Quoted text
══════════════════════════════
# Human Resources Study

## Data visualization techniques, Exploratory Data Analysis

### About the data set

The CSV revolves around a fictitious company and the core data set contains : **names**, **DOBs**, **age**, **gender**, **marital status**, **date of hire**, **reasons for termination**, **department**, whether they are **active or terminated**, **position title**, **pay rate**, **manager name**, **performance score**, **absences**, **most recent performance review date**, and **employee engagement score**.

Many points of interest can be explored through all these variables. Because grasping relevant information is the key to set up a good management, it is important for companies to study this kind of dataset and sometimes when it's needed, make new decisions.
Thus, to help our company to evolve, a lot of questions can be addressed thanks to data analysis :
- Is the performance score unequal between different areas of the company ?
- Can we detect any relationship between who a person works for and their performance score ?
- What is the overall diversity profile of the organization ?
- What are our best recruiting sources if we want to ensure a diverse organization ?
- Are there areas of the company where pay is not equitable ?
- Can we predict who is going to terminate and who isn't ? What level of accuracy can we achieve on this ?
- Which profiles tend to cumulate absences or to have a poor satisfaction working in the company ?


In [None]:
!pip install seaborn --upgrade

In [None]:
import numpy as np
import pandas as pd
import matplotlib.pyplot as plt
import seaborn as sns

First, let's import the csv dataset.

In [None]:
df = pd.read_csv('../input/human-resources-data-set/HRDataset_v14.csv')

It's also important to check the datatype of all our variables, how many observations we have and whether or not there are missing values. Here, no imputation will be needed.

In [None]:
df.info()
══════════════════════════════
Rows from a dataset for labeling boxes
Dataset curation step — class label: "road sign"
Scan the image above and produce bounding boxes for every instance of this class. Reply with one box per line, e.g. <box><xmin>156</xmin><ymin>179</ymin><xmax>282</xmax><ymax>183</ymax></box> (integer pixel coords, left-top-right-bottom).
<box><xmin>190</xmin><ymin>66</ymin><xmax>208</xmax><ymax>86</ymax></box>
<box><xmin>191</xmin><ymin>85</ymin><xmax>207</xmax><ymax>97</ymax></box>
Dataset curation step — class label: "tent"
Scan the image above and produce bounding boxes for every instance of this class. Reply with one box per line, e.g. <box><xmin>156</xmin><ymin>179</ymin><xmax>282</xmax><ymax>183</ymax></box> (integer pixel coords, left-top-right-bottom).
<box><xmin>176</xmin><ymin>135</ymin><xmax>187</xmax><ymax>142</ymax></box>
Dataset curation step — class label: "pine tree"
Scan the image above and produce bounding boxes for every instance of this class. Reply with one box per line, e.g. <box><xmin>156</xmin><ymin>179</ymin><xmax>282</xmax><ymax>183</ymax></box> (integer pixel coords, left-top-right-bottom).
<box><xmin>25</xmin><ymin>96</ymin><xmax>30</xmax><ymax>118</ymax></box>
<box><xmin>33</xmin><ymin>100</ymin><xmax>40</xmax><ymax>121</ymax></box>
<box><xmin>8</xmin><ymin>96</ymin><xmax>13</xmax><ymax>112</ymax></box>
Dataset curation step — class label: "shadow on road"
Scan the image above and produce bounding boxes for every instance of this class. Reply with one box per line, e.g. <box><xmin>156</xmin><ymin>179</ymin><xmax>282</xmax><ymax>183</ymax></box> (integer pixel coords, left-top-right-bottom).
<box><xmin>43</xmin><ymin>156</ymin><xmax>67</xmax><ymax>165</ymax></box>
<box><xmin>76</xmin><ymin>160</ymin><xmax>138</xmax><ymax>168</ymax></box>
══════════════════════════════
Problem
Repeat word for word the stretch of the human resources study that begins with "Many points of" and ends with "of the company ?". The material has no connection to the human resources study.

The completed task
Many points of interest can be explored through all these variables. Because grasping relevant information is the key to set up a good management, it is important for companies to study this kind of dataset and sometimes when it's needed, make new decisions.
Thus, to help our company to evolve, a lot of questions can be addressed thanks to data analysis :
- Is the performance score unequal between different areas of the company ?